DIE AUFGABE
Schreibe die Zeilen von der Zeile mit „Spot the sailboat“ bis zur Zeile mit „[(32, 373)]“ wortgetreu ab, beide Grenzzeilen eingeschlossen.
• • • •
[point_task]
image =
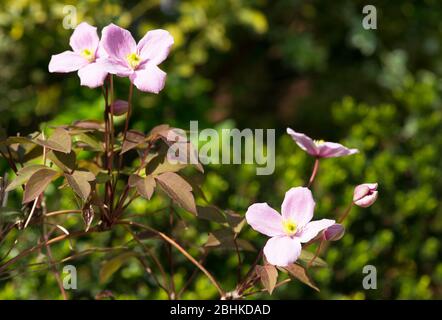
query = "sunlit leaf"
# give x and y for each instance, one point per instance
(178, 189)
(80, 183)
(60, 140)
(133, 139)
(37, 183)
(307, 256)
(113, 265)
(65, 161)
(23, 176)
(211, 213)
(268, 275)
(300, 273)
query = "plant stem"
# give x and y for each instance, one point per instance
(171, 265)
(60, 212)
(179, 248)
(346, 213)
(315, 171)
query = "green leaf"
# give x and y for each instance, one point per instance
(113, 265)
(10, 215)
(65, 161)
(224, 239)
(102, 177)
(23, 176)
(307, 256)
(90, 140)
(178, 189)
(299, 272)
(59, 141)
(90, 125)
(37, 183)
(133, 139)
(268, 276)
(235, 220)
(210, 213)
(80, 183)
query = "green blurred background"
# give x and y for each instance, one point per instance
(264, 64)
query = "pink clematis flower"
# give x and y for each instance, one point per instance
(138, 62)
(334, 233)
(289, 230)
(85, 57)
(320, 148)
(365, 194)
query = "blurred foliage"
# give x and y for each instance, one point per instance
(264, 64)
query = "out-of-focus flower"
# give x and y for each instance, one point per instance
(86, 57)
(289, 230)
(120, 107)
(320, 148)
(365, 194)
(138, 62)
(334, 232)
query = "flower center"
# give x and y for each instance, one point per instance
(88, 55)
(133, 60)
(289, 227)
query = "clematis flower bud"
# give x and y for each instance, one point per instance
(334, 233)
(120, 107)
(365, 194)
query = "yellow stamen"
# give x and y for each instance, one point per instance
(289, 227)
(88, 55)
(133, 60)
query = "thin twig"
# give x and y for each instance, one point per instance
(181, 249)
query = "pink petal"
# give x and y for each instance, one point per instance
(155, 46)
(334, 233)
(92, 75)
(364, 189)
(332, 149)
(116, 67)
(304, 142)
(282, 251)
(150, 78)
(264, 219)
(84, 37)
(312, 229)
(368, 200)
(298, 205)
(67, 61)
(118, 42)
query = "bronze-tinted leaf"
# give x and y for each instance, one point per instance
(299, 272)
(92, 125)
(146, 187)
(37, 183)
(178, 189)
(90, 140)
(133, 139)
(65, 161)
(88, 216)
(113, 265)
(59, 141)
(224, 239)
(80, 183)
(268, 276)
(158, 131)
(23, 176)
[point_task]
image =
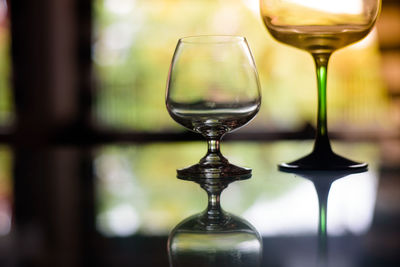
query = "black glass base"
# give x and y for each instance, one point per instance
(326, 161)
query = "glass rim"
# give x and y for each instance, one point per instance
(212, 39)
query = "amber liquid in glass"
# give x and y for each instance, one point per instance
(318, 39)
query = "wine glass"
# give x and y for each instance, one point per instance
(320, 27)
(212, 89)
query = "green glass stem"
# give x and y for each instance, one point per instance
(322, 143)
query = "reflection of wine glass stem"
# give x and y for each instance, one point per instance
(323, 193)
(214, 214)
(322, 141)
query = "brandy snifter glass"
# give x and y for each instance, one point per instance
(213, 89)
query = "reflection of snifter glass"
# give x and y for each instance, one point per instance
(213, 89)
(214, 238)
(320, 27)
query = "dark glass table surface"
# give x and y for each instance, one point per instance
(137, 210)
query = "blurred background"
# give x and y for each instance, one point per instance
(88, 151)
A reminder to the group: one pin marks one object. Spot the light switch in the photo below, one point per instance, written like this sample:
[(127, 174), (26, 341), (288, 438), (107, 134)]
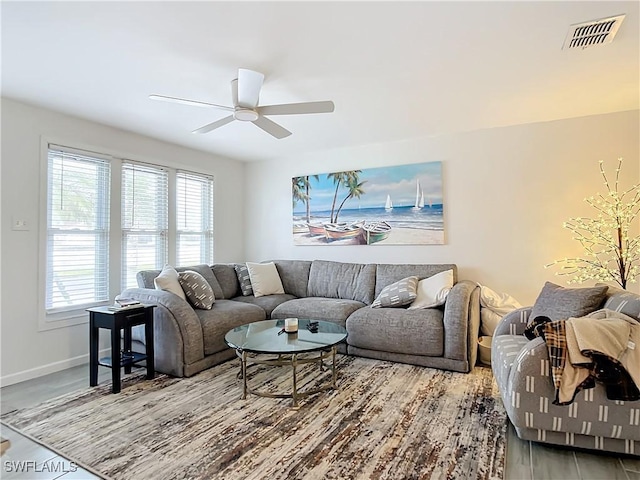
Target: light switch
[(19, 224)]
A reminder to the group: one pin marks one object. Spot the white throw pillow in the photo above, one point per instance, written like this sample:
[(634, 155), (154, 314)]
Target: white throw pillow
[(500, 303), (265, 279), (433, 291), (168, 280)]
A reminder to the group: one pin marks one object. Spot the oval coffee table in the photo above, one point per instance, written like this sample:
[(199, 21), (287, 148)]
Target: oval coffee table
[(254, 340)]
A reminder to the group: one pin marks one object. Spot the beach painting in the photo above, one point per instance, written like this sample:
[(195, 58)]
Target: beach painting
[(398, 205)]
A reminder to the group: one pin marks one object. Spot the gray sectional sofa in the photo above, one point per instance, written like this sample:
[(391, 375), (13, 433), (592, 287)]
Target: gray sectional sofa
[(189, 340)]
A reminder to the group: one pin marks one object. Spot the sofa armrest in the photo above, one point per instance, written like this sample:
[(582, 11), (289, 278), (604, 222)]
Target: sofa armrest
[(462, 322), (177, 332), (514, 323)]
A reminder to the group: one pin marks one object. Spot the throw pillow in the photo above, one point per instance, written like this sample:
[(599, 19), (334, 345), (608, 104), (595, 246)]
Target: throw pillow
[(198, 291), (433, 291), (242, 272), (398, 294), (559, 303), (168, 281), (265, 279), (622, 301)]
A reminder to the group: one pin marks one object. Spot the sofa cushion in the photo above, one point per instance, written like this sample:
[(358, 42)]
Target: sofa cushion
[(267, 302), (294, 275), (386, 274), (168, 281), (228, 280), (265, 279), (145, 278), (504, 351), (223, 316), (197, 289), (559, 303), (622, 301), (242, 272), (418, 332), (349, 281), (398, 294), (432, 292), (332, 309)]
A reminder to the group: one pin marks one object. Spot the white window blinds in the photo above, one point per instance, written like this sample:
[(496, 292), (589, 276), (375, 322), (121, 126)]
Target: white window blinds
[(144, 219), (77, 229), (194, 218)]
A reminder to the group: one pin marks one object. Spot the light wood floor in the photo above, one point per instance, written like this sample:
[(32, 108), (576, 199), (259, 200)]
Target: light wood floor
[(525, 460)]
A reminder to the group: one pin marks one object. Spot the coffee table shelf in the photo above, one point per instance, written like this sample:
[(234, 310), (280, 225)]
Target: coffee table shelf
[(254, 340)]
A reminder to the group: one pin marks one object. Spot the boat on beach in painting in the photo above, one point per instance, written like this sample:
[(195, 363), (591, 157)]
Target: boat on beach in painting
[(339, 231), (299, 227), (373, 232), (316, 230)]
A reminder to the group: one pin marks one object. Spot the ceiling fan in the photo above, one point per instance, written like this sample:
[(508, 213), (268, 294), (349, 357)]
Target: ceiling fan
[(245, 93)]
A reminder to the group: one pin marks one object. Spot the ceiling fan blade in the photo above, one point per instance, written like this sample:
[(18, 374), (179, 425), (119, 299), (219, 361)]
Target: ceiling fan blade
[(184, 101), (271, 127), (249, 85), (297, 108), (214, 125)]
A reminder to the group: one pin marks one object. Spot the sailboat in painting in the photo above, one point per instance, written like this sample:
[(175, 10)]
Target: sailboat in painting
[(389, 205), (419, 197)]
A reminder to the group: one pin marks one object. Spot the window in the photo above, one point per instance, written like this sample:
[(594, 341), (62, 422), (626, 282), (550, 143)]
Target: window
[(194, 210), (77, 230), (107, 218), (145, 219)]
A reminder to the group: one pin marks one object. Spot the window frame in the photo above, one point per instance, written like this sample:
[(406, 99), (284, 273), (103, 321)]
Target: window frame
[(68, 317)]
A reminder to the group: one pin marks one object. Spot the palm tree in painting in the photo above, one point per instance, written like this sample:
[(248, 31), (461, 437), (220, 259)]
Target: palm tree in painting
[(341, 179), (301, 192), (355, 191), (298, 190)]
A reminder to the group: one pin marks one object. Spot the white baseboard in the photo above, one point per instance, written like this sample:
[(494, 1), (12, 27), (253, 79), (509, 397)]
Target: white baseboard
[(32, 373)]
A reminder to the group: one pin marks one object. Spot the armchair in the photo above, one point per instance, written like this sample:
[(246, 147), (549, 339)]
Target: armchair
[(591, 421)]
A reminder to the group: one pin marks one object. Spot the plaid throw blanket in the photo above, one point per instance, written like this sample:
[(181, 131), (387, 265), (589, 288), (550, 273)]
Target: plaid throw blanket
[(618, 383)]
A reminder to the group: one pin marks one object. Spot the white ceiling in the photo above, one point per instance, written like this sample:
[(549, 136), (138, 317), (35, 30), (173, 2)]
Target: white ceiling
[(394, 70)]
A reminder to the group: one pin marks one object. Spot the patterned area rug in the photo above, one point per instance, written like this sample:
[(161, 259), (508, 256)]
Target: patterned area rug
[(385, 421)]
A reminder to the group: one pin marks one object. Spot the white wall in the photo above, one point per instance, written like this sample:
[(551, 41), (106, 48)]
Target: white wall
[(26, 351), (507, 193)]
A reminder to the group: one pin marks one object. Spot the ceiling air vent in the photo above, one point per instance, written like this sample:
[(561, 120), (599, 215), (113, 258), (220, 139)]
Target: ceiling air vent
[(590, 34)]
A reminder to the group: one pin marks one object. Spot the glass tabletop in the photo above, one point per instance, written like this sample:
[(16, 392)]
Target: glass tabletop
[(264, 337)]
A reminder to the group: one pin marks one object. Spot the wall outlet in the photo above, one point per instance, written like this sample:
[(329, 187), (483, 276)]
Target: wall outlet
[(19, 224)]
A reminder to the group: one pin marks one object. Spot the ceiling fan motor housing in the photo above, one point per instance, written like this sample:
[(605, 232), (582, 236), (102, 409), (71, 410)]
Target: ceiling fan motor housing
[(245, 114)]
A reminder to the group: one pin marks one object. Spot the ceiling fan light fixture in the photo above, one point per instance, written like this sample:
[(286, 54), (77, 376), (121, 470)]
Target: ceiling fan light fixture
[(245, 114)]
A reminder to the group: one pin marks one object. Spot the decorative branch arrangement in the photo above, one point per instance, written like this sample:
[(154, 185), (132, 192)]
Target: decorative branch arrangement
[(610, 253)]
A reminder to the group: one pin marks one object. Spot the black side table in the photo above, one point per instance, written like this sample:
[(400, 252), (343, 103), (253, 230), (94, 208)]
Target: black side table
[(102, 317)]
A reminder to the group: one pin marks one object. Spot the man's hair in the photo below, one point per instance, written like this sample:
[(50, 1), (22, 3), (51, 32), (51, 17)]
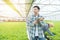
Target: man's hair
[(37, 7)]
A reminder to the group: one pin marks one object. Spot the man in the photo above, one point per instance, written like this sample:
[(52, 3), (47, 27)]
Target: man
[(35, 25)]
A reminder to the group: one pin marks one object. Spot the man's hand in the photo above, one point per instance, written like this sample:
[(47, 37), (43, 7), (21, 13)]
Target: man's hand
[(41, 19), (35, 22)]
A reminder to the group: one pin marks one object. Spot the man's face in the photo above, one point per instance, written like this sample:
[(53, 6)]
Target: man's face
[(35, 10)]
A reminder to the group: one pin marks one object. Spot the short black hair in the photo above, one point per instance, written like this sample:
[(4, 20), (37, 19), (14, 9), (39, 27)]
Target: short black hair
[(37, 7)]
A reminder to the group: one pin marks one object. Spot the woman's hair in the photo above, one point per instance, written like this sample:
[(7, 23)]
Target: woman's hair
[(37, 7)]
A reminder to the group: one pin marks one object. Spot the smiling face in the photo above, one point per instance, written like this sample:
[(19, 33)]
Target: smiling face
[(36, 9)]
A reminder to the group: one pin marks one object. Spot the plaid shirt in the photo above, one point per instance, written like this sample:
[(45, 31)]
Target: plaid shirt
[(34, 30)]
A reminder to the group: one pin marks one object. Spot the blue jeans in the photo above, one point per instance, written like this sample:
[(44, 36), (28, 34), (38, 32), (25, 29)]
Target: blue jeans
[(37, 38), (46, 29)]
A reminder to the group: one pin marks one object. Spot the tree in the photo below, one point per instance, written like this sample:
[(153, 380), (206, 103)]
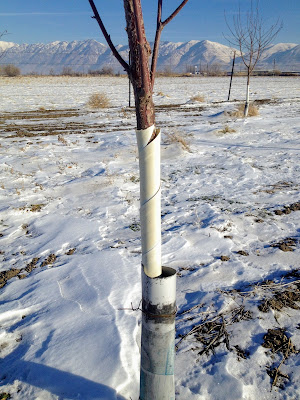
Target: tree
[(157, 347), (251, 36), (2, 52)]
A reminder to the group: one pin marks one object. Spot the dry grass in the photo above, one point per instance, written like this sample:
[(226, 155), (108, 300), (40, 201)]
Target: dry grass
[(239, 112), (198, 98), (98, 100), (226, 129)]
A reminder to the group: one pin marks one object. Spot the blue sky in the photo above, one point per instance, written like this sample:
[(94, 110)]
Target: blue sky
[(44, 21)]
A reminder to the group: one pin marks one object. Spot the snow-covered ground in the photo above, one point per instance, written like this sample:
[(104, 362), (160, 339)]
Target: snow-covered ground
[(70, 240)]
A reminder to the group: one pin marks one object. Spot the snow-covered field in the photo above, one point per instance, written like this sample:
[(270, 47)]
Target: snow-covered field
[(70, 240)]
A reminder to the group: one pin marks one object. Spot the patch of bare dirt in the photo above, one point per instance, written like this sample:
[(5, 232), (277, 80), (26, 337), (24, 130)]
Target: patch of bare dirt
[(288, 209), (287, 244)]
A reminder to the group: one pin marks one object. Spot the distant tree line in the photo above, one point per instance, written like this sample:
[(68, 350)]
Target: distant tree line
[(9, 70)]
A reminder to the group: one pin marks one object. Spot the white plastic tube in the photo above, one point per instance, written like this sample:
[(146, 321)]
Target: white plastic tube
[(158, 336), (150, 200)]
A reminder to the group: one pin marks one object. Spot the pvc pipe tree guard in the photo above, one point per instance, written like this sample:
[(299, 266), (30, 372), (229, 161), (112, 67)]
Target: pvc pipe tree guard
[(150, 199), (158, 336), (158, 283)]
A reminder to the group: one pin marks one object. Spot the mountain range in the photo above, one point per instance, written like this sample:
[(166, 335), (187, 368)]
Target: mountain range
[(83, 56)]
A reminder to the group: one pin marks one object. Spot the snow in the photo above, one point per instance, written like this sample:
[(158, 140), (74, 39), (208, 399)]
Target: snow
[(67, 329)]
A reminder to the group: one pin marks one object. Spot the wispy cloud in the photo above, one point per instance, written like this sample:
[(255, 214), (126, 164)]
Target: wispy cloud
[(29, 14)]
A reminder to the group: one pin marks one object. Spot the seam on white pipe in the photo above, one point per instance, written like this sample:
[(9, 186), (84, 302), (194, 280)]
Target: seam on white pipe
[(150, 199)]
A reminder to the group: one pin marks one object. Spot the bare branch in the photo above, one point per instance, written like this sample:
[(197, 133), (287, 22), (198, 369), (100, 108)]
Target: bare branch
[(159, 27), (107, 37), (166, 21)]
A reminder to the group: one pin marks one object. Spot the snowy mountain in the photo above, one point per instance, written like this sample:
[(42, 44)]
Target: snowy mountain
[(86, 55)]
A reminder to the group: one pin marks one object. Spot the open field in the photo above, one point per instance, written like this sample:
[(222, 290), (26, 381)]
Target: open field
[(70, 238)]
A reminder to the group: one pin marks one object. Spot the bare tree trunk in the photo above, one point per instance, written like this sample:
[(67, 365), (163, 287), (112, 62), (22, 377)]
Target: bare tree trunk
[(158, 283), (247, 94), (139, 73)]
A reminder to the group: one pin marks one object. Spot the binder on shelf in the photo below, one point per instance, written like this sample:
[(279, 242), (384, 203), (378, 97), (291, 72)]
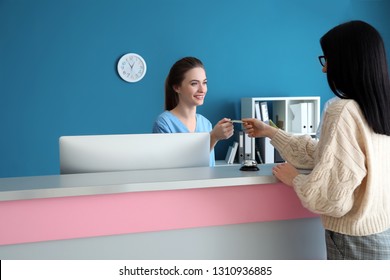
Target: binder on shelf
[(233, 152), (311, 128), (299, 117), (247, 147), (257, 111), (241, 155), (264, 112)]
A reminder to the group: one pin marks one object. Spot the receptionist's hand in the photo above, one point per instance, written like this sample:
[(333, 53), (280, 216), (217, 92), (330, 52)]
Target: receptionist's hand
[(256, 128), (285, 172)]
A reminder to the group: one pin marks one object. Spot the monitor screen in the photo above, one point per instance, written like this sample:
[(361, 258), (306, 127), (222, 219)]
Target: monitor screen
[(119, 152)]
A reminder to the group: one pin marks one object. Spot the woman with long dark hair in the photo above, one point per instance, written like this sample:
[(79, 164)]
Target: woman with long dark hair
[(349, 186)]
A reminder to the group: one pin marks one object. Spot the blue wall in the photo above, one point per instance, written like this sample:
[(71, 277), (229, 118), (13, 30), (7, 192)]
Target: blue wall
[(58, 61)]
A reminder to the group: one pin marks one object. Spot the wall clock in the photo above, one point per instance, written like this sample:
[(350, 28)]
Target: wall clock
[(131, 67)]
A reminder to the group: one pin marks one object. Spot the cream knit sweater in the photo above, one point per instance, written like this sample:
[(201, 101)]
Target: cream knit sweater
[(349, 185)]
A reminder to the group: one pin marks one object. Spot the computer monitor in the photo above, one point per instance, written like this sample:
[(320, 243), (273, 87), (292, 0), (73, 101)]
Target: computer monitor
[(105, 153)]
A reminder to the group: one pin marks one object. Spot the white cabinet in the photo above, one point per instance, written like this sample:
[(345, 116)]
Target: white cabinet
[(297, 115)]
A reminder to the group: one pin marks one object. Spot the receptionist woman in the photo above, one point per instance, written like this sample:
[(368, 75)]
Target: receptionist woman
[(185, 90)]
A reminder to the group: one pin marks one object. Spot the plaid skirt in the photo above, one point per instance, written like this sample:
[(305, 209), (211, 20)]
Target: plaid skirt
[(346, 247)]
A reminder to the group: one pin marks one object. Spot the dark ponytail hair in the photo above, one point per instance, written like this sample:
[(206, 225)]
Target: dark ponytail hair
[(357, 69), (176, 76)]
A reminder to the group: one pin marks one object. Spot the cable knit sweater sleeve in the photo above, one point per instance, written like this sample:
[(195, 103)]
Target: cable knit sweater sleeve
• • • •
ANTWORT
A reminder to the group: one pin marks one object. Spot the sailboat in painting in the photo above, one point per instance, written like this sample:
[(175, 10)]
Target: sailboat in painting
[(389, 205), (419, 197)]
A reminder to the group: one pin marks one object. Spot the window in the photo above, one point per instance, written like this sample:
[(594, 341), (62, 422), (626, 282), (550, 143)]
Target: window
[(194, 210), (77, 230), (107, 218), (145, 219)]
A reminder to the group: one pin marks one object. Spot the window frame in the photo above, one point per instance, written like this sample:
[(406, 99), (284, 273), (103, 321)]
Target: window frame
[(68, 317)]
A reminder to the group: one pin marks one object. Spot the palm tree in painting in the photo above, one point per instance, written like this sample:
[(248, 31), (461, 437), (220, 259)]
Target: palm tree in painting
[(341, 179), (301, 192), (355, 191), (298, 190)]
A reminder to the group: one pin marks one object. Spot the white baseboard in the photo above, one point per instance, written like this sample:
[(494, 1), (12, 27), (253, 79), (509, 397)]
Target: white baseboard
[(32, 373)]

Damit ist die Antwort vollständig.